* _EXERCISE DATA_
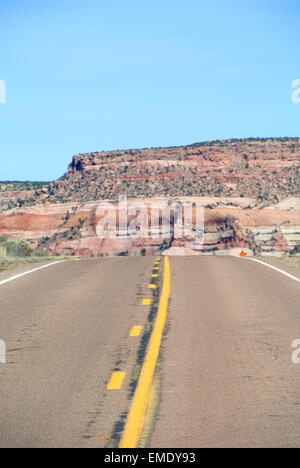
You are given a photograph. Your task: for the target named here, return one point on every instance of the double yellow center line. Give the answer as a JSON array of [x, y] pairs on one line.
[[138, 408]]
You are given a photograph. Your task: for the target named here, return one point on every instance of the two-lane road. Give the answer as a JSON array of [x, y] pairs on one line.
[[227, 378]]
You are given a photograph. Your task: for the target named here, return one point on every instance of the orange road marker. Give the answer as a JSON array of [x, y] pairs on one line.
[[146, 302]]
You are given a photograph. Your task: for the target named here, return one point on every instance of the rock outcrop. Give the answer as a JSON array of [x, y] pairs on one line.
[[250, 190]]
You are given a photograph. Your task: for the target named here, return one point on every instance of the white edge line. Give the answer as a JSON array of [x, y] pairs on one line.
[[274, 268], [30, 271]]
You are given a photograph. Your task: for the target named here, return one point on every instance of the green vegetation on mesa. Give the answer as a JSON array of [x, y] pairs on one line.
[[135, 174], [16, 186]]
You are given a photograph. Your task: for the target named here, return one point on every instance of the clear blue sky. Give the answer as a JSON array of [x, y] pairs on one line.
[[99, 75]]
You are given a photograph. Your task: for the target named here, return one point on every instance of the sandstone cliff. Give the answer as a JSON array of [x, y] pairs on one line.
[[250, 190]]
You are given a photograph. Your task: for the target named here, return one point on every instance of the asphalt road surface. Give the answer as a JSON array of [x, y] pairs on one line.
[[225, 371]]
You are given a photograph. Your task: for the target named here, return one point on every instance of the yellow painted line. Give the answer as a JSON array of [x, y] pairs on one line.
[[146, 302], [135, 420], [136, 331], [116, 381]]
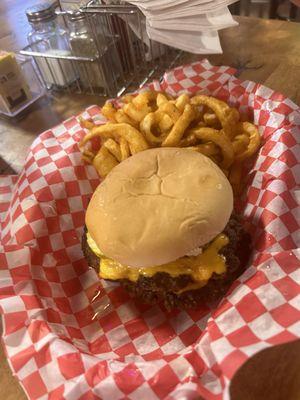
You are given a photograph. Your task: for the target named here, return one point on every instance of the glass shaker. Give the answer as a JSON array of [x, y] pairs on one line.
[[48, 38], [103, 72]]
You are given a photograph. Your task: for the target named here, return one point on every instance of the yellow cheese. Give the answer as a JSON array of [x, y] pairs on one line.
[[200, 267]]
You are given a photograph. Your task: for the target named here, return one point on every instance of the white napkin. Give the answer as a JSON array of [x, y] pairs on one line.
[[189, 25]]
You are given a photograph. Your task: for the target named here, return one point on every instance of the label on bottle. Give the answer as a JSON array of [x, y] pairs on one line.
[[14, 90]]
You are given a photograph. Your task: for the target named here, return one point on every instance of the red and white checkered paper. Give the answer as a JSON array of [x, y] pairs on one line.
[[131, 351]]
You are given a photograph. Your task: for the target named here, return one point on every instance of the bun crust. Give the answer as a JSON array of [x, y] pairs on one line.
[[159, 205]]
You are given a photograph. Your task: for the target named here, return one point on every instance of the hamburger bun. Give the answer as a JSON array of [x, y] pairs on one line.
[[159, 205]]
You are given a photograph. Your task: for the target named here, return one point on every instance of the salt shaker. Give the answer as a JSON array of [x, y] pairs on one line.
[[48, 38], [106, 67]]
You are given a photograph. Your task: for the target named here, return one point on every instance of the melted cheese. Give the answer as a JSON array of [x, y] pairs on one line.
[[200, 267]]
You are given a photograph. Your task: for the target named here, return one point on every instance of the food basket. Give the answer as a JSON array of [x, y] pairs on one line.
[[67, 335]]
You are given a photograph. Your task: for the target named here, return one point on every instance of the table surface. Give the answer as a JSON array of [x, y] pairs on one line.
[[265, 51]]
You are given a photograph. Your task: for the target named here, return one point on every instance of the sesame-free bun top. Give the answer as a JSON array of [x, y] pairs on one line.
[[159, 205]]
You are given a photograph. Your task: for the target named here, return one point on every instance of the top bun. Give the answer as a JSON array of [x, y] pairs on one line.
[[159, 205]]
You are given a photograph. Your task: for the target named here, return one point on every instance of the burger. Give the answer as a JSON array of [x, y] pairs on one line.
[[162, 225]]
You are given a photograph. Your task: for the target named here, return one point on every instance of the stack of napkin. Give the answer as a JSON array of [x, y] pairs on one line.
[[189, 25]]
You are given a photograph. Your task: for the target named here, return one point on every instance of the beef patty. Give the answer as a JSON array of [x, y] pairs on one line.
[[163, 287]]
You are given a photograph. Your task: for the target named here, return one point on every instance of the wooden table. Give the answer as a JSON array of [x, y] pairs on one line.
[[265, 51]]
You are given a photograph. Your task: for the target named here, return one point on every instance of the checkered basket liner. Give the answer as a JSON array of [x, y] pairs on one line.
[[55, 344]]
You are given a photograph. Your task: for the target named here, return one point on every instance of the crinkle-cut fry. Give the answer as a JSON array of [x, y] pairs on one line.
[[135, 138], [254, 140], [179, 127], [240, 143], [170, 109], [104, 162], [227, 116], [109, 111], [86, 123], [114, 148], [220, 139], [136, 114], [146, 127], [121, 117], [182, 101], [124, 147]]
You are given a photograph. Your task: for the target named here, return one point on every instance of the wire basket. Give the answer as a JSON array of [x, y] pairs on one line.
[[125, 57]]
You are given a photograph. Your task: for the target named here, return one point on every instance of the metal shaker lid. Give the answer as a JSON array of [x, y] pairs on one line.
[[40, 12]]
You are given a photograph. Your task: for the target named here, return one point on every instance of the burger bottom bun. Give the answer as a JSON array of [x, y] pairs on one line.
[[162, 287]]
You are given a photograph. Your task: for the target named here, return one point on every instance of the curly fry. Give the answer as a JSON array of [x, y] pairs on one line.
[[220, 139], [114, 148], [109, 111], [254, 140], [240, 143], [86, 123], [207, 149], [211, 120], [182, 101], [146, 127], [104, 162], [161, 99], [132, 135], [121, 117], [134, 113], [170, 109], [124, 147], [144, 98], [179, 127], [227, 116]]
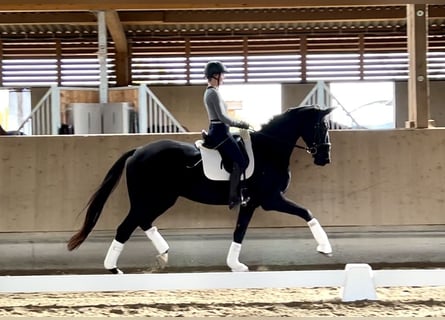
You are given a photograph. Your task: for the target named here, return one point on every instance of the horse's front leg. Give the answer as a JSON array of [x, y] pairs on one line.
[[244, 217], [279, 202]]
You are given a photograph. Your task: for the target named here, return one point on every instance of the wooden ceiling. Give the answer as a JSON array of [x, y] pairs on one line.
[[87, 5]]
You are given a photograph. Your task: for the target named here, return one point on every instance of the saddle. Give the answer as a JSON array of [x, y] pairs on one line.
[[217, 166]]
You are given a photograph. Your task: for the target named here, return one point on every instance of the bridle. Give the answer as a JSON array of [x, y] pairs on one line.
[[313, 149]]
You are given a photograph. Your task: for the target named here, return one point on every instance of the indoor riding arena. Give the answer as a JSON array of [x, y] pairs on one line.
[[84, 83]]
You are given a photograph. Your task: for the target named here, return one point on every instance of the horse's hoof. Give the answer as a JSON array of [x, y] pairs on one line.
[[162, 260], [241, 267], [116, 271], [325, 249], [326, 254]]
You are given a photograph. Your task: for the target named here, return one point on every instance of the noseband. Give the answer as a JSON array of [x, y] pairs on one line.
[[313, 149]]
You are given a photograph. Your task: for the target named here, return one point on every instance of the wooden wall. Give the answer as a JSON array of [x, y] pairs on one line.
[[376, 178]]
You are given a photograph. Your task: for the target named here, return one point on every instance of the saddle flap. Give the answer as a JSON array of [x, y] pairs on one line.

...

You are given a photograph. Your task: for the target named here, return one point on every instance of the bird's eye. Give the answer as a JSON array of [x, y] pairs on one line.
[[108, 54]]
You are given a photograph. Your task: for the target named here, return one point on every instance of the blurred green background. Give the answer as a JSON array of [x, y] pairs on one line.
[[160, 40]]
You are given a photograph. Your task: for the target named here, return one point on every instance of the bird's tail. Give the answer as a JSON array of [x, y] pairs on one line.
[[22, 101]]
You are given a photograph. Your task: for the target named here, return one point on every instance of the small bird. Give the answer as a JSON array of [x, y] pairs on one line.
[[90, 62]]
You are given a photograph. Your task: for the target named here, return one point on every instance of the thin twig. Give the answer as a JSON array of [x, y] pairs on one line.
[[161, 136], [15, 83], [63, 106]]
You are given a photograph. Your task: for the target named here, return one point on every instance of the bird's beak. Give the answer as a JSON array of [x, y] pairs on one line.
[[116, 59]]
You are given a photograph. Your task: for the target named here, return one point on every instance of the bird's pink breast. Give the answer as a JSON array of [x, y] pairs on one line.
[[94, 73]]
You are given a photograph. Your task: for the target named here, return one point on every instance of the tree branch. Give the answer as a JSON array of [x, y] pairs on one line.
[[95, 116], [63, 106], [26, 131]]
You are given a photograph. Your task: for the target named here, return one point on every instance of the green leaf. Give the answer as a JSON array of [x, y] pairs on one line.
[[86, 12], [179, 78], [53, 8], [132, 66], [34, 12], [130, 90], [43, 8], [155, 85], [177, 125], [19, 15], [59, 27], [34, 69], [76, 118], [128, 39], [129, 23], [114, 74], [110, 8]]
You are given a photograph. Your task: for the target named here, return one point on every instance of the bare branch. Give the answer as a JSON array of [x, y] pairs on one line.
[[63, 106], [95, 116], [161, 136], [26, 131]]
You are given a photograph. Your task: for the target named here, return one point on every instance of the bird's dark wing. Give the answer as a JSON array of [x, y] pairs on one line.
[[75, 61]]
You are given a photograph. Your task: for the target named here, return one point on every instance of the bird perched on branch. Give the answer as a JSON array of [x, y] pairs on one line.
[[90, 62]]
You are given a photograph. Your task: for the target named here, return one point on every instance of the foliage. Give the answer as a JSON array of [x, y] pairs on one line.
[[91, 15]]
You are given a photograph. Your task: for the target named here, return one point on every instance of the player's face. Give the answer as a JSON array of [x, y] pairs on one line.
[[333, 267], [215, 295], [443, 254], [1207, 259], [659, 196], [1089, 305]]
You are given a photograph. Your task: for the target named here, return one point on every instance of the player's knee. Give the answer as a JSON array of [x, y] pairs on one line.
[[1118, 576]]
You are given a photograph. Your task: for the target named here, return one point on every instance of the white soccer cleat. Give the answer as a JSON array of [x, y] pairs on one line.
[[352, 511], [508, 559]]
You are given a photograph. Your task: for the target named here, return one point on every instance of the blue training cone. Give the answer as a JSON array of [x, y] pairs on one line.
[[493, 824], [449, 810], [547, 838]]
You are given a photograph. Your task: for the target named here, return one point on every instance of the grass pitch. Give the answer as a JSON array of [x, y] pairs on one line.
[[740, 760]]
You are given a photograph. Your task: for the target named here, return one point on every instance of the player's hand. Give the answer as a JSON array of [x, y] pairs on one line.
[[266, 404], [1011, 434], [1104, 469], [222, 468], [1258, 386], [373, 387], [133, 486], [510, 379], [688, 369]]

* * *

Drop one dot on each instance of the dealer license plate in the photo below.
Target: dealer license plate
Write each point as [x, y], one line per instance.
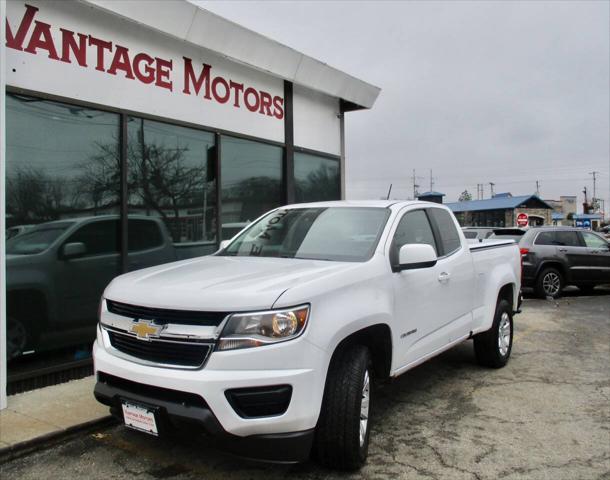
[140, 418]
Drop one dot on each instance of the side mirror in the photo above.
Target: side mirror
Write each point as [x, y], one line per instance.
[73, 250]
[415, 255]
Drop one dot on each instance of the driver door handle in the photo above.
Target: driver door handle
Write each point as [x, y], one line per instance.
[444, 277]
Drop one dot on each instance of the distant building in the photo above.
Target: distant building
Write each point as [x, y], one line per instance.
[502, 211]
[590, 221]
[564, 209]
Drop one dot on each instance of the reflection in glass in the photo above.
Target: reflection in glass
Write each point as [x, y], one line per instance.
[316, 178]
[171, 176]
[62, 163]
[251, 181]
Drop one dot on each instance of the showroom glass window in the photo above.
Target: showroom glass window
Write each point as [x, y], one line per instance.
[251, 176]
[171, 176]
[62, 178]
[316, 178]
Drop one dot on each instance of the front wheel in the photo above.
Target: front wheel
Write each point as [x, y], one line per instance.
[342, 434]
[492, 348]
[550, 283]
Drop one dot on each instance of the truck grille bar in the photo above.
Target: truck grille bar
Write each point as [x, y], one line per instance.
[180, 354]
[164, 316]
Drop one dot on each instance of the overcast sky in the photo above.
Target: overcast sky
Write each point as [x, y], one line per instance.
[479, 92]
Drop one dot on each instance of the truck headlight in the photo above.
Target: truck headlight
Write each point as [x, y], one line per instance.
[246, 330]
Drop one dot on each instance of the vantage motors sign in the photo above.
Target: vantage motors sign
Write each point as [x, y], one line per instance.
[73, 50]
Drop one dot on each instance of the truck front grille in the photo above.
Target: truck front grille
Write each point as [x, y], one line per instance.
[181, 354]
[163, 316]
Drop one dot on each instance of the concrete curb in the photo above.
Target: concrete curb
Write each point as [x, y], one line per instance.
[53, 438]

* _WHAT THIS TASK INVOLVES_
Bring together each line above where the string "reflection" turns up.

* _RESULT OF THE EXERCISE_
Drop one dot on each instance of the reflection in glass in the photo above.
Target: reflection in glass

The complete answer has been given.